# [Problem]
Transcribe the lines below exactly, beginning with the first line of the records and continuing through the line that contains "column 574, row 402", with both of those lines included.

Collected data entries:
———
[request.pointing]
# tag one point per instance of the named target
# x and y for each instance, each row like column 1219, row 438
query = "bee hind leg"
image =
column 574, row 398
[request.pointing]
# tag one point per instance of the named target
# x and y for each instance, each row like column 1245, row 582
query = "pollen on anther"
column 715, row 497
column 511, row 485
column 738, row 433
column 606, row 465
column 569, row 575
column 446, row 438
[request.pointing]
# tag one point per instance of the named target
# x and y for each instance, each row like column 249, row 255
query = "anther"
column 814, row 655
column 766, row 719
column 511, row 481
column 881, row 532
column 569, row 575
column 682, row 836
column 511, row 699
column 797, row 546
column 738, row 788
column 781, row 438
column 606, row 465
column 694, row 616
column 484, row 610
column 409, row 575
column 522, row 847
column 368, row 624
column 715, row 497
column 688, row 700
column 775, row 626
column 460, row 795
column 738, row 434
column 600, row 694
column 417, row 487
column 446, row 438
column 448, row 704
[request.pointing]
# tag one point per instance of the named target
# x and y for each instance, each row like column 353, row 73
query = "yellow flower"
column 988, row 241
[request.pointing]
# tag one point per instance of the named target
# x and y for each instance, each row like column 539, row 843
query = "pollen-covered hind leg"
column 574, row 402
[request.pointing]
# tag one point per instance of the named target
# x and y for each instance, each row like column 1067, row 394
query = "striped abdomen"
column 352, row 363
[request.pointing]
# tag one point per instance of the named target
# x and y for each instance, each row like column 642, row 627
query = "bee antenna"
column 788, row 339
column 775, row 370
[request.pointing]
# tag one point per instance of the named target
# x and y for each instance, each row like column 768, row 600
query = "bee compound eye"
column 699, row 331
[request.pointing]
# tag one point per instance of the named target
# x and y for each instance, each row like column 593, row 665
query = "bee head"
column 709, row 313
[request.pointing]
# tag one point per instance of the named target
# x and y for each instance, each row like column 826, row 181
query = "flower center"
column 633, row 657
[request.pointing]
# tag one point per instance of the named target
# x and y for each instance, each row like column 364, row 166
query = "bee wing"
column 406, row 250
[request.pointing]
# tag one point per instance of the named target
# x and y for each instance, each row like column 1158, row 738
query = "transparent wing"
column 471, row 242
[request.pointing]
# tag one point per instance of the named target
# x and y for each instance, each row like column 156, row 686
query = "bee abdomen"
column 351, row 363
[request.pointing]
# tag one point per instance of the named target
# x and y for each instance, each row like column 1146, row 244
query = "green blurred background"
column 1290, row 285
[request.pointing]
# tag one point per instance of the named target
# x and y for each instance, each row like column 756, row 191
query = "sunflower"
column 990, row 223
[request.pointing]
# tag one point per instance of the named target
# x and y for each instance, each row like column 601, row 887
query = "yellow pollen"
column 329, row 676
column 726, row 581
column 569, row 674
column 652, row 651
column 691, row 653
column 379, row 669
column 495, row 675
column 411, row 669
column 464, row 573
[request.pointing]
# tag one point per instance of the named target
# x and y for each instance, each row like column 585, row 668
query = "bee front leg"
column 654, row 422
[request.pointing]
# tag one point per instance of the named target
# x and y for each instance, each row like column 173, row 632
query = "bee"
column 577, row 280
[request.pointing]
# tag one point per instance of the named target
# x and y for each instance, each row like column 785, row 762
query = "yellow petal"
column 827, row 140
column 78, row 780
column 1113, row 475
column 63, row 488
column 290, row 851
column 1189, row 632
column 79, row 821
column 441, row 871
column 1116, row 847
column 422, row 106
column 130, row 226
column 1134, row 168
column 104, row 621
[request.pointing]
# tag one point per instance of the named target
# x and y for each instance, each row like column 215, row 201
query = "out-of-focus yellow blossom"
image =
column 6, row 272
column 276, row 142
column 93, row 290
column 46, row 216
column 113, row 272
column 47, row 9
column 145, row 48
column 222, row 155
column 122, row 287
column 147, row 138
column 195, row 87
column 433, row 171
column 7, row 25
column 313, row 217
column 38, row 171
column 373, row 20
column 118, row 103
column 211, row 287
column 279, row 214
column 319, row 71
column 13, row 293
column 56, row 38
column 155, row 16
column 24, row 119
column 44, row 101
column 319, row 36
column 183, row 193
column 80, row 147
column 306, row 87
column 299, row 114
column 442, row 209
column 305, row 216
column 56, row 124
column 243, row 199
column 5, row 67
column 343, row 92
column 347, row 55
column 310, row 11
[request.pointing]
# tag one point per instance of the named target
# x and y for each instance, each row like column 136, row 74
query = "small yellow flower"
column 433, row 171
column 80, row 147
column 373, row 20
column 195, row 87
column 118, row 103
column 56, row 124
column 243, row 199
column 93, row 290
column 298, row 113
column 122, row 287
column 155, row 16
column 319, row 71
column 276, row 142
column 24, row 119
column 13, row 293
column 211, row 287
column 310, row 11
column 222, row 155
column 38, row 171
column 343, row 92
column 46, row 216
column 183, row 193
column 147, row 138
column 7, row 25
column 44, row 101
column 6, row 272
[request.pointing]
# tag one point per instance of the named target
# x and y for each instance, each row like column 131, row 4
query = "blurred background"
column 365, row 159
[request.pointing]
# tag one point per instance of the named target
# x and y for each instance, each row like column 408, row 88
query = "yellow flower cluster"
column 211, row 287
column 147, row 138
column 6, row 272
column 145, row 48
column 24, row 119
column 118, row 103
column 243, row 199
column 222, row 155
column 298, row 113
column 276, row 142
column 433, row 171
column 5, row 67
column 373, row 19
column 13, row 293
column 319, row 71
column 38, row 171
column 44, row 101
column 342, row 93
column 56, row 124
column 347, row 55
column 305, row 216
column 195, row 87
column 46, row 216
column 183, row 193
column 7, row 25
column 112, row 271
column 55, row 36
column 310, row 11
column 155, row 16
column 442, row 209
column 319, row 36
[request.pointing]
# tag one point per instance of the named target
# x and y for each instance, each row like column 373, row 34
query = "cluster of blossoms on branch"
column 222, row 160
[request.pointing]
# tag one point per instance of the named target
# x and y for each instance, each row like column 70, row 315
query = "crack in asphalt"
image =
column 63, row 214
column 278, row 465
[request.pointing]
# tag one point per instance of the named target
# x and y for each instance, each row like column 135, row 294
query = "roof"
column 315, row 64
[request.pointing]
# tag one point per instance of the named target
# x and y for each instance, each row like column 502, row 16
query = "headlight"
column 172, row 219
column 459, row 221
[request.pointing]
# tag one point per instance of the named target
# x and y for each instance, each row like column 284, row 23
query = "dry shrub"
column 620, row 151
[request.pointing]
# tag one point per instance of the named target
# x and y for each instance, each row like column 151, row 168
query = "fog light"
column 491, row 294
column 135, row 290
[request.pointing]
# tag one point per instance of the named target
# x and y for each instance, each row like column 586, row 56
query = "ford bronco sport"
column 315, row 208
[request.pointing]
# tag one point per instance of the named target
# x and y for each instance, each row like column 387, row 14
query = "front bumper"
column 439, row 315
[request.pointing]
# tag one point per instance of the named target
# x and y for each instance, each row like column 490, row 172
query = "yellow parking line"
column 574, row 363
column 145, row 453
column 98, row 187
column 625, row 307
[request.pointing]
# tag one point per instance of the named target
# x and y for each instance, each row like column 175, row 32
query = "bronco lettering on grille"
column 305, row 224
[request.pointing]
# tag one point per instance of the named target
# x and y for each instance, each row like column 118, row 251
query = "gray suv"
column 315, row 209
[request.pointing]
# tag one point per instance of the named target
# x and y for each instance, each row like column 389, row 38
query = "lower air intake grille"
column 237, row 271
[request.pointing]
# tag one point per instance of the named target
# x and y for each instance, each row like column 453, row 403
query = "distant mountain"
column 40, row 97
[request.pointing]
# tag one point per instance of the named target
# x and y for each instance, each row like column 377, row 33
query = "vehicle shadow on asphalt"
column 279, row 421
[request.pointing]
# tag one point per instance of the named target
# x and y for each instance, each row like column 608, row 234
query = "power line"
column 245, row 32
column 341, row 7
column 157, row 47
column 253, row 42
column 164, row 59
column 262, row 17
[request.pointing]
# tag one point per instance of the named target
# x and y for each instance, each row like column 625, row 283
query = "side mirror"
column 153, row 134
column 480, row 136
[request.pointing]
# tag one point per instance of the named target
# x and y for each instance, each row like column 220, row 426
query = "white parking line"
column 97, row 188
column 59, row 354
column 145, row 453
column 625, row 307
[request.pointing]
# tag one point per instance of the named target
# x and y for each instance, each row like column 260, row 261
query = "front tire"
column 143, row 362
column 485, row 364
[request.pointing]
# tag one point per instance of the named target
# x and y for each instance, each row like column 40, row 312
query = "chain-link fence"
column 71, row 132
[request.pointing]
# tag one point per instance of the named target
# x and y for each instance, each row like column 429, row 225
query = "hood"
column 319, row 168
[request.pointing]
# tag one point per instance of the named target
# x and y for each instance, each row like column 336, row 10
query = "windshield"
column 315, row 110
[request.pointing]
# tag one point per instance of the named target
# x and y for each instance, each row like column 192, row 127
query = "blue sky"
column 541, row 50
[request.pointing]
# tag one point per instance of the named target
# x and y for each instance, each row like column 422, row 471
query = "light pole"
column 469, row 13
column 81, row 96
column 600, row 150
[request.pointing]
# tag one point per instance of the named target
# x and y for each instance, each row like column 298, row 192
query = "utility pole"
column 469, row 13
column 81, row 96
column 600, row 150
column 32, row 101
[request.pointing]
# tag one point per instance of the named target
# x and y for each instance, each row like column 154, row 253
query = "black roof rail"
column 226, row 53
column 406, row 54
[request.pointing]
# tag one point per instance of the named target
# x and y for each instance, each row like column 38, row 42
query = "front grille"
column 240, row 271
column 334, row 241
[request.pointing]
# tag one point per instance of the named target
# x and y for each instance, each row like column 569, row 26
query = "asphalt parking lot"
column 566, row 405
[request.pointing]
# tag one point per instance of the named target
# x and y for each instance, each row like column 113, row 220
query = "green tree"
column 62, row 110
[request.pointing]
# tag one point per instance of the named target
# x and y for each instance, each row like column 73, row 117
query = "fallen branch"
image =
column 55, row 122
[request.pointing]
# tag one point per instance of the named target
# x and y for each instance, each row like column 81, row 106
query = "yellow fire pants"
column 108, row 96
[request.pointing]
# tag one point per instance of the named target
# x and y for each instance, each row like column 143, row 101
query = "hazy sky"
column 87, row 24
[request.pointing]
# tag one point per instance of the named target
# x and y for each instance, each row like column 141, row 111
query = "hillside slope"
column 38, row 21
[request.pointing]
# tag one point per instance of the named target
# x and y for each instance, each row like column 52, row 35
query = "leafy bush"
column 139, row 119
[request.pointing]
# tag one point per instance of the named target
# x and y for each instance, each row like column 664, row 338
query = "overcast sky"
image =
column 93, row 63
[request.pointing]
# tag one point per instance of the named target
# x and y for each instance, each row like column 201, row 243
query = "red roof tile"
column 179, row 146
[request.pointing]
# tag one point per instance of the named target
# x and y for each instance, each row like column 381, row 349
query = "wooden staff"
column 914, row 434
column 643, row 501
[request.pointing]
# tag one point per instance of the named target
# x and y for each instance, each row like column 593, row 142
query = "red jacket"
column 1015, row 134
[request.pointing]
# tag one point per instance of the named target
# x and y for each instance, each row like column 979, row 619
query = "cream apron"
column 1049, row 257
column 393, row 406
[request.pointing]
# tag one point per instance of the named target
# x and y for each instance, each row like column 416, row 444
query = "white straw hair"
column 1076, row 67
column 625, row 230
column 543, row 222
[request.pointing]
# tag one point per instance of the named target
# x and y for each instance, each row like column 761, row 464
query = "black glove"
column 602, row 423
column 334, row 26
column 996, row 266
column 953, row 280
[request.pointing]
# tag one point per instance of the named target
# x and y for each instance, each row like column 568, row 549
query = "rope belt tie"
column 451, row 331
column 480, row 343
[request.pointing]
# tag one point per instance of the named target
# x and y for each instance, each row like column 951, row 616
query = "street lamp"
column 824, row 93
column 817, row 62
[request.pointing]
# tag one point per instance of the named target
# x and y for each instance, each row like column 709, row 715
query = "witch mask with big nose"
———
# [Result for this exercise]
[request.pointing]
# tag one point per instance of the named target
# x and y for each instance, each row like column 1219, row 438
query = "bee hind leg"
image =
column 574, row 398
[request.pointing]
# tag one point per instance of the named target
# x and y for each instance, each row like column 1245, row 582
query = "pollen on anther"
column 715, row 497
column 511, row 485
column 738, row 433
column 606, row 465
column 569, row 575
column 446, row 438
[request.pointing]
# tag one point per instance of the named target
# x and y for each instance, each row like column 249, row 255
query = "anther"
column 814, row 655
column 766, row 719
column 511, row 481
column 881, row 532
column 569, row 575
column 682, row 836
column 511, row 699
column 797, row 546
column 738, row 788
column 781, row 438
column 606, row 465
column 694, row 616
column 484, row 610
column 409, row 575
column 522, row 847
column 368, row 624
column 715, row 497
column 688, row 700
column 775, row 626
column 460, row 795
column 738, row 434
column 600, row 694
column 417, row 487
column 446, row 438
column 448, row 704
[request.pointing]
# tag one point per instance of the named target
# x and y for each instance, each row like column 353, row 73
query = "yellow flower"
column 988, row 241
[request.pointing]
# tag one point per instance of the named target
# x and y for each instance, each row like column 539, row 843
query = "pollen-covered hind leg"
column 574, row 402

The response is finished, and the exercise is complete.